== WRITTEN TASK ==
Resume the lecture transcript below about storing a library's books in a blockchain, starting right after its final sentence.

== TEXT SECTION ==
Let's say you were going
to do a whole database of– AUDIENCE: A library. GARY GENSLER: Of what? AUDIENCE: I'd say
like a library. GARY GENSLER: A library– and so there's 100,000
books in the library. You could hash
all 100,000 books, and then store the hashes in
the blockchain and not the books themselves. And that would form a
blockchain of the commitments to those books. Or you could actually, I
guess, put the books themselves into the blockchain. Now, I saw some shaking
heads in the middle. Alin from the Digital
Currency Initiative. AUDIENCE: The way I understand
this is, the answer is no. You can store the hash. That doesn't replace the data. The storing of the hash
allows you to prove that you have the data. But the fact that
you store the hash doesn't mean that
you store the data. GARY GENSLER: But Alin,
there's a two-part question.

== LISTING ==

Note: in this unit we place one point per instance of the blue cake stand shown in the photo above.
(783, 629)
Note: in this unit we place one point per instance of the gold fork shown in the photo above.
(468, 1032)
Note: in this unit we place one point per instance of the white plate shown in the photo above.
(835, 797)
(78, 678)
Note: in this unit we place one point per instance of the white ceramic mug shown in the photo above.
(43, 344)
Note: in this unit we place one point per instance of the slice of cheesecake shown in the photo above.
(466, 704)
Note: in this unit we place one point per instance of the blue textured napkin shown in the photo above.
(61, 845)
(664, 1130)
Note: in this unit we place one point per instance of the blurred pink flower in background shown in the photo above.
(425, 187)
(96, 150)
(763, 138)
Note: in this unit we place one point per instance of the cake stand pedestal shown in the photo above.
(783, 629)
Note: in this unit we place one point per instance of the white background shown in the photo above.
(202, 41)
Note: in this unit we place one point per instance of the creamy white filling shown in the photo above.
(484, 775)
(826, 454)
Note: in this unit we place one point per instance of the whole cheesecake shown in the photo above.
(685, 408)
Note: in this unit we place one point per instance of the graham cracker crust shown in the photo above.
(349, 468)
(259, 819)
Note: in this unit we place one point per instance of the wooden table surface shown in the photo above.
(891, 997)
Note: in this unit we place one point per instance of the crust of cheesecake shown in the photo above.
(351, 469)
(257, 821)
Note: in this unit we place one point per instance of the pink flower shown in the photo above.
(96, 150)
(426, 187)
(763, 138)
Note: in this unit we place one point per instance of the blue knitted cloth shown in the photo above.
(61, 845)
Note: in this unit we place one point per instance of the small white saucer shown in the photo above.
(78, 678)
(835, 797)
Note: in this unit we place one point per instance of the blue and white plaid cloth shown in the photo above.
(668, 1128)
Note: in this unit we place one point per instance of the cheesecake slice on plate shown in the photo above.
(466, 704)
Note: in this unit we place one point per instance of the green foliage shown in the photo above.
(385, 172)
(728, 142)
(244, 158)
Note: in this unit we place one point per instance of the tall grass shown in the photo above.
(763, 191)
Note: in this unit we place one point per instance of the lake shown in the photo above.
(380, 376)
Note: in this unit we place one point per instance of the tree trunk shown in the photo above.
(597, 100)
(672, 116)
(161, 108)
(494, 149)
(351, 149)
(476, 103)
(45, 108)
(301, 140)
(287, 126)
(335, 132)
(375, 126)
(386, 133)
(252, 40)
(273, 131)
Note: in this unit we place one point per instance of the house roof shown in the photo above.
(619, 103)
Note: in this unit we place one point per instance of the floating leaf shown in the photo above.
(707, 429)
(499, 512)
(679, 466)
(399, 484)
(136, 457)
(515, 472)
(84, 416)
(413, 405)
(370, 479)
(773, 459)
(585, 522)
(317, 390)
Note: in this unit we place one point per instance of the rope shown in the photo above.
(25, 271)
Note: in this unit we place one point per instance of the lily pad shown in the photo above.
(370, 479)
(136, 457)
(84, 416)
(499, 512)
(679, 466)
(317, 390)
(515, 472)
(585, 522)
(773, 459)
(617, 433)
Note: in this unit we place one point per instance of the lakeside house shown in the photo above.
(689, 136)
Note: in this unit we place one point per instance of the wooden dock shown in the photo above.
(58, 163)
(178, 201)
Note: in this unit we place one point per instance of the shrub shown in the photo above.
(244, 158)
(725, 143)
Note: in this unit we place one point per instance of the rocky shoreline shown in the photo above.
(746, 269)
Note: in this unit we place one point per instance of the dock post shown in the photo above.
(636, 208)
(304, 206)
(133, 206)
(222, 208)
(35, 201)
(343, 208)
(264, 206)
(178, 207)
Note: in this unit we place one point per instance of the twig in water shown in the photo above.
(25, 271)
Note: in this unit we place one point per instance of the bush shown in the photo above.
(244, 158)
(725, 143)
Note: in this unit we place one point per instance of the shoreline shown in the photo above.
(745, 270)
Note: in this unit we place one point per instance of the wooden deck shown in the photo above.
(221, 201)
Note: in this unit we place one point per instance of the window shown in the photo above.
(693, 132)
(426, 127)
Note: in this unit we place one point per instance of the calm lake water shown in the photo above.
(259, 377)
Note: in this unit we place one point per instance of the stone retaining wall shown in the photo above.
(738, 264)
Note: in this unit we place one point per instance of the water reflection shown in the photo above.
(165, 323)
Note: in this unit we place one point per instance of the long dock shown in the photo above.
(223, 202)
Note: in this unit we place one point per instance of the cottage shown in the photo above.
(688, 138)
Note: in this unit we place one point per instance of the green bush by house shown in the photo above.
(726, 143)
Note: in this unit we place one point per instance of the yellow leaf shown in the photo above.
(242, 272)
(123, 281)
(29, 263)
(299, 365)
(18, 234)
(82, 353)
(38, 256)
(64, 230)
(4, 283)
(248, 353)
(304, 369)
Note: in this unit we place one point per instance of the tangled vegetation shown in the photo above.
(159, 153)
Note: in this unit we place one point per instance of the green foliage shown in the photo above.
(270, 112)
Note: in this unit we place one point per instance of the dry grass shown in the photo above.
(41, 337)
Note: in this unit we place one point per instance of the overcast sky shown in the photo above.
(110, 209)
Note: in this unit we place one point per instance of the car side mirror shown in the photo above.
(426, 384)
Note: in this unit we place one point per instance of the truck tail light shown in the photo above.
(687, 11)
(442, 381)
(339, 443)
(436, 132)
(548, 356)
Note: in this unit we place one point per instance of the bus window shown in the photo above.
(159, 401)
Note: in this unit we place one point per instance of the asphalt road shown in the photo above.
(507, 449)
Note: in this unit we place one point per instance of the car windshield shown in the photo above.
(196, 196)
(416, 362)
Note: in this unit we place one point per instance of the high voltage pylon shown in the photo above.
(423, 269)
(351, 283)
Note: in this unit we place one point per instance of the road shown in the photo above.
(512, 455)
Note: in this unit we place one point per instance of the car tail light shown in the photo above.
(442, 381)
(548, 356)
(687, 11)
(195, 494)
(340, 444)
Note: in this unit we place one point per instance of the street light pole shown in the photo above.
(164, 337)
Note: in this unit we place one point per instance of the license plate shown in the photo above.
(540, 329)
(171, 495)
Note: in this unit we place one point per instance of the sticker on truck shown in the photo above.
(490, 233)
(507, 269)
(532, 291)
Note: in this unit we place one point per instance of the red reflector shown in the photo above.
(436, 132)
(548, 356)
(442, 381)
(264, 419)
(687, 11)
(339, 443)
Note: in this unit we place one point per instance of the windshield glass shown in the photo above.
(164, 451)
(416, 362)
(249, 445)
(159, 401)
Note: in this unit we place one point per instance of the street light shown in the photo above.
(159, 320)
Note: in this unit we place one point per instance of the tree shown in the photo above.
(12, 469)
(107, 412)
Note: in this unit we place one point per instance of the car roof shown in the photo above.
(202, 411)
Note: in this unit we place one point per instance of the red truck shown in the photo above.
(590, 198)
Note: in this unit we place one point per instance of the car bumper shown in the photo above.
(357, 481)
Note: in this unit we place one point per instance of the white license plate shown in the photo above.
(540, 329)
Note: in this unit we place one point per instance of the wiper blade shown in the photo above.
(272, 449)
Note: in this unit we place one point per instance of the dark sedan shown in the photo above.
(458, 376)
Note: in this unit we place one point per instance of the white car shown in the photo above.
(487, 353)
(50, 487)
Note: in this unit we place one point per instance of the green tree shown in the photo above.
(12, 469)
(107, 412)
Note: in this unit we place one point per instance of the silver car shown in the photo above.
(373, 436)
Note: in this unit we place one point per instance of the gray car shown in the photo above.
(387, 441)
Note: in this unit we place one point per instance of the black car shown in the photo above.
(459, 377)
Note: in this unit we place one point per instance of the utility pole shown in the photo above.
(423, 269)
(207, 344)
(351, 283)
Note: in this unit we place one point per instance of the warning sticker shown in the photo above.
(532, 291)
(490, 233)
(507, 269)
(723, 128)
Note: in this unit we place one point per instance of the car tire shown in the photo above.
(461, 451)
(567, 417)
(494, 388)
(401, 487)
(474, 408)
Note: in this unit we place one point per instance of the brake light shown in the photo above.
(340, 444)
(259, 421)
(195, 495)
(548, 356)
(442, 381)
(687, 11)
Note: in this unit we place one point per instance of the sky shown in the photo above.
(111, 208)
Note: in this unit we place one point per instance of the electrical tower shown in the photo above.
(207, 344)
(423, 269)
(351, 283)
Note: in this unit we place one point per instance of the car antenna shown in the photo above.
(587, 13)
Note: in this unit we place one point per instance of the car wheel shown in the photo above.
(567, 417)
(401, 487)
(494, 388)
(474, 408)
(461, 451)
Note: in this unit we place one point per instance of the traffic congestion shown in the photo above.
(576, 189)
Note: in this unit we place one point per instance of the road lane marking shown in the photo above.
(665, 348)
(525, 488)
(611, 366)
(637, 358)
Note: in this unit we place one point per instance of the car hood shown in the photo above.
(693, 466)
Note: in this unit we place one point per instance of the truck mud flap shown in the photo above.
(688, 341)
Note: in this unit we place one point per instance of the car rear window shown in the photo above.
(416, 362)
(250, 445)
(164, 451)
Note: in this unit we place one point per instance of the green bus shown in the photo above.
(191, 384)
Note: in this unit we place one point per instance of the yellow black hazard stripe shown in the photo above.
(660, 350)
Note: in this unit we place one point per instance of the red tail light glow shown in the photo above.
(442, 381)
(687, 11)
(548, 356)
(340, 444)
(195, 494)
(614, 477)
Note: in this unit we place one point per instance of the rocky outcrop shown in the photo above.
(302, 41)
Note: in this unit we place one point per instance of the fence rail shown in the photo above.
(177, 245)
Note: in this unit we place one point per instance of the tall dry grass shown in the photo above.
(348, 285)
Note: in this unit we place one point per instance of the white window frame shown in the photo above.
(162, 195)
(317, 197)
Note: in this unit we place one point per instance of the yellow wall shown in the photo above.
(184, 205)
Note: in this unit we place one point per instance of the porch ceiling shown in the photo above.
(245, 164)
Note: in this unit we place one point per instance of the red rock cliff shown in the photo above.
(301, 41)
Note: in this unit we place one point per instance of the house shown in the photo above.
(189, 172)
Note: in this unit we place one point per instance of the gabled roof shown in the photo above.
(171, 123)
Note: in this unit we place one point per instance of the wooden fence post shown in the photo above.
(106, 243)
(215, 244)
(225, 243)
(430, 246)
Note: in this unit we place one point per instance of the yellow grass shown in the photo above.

== REPLY TO THE TASK ==
You shouldn't get
rid of the book, because hashes are one way. You're not able to take the
hash and recreate the look. You can't take the hash and
recreate The New York Times crossword puzzle. But you don't need to store
them in the same place. Thank you, because it's
two parts the question. You could store the
hashes in the cloud and store the books
somewhere else. But you still need to
store the book, maybe. So who is Satoshi Nakamoto? We have just a handful of
minutes, but can every table– each table's going
to take four minutes. And amongst yourselves, decide
who is Satoshi Nakamoto.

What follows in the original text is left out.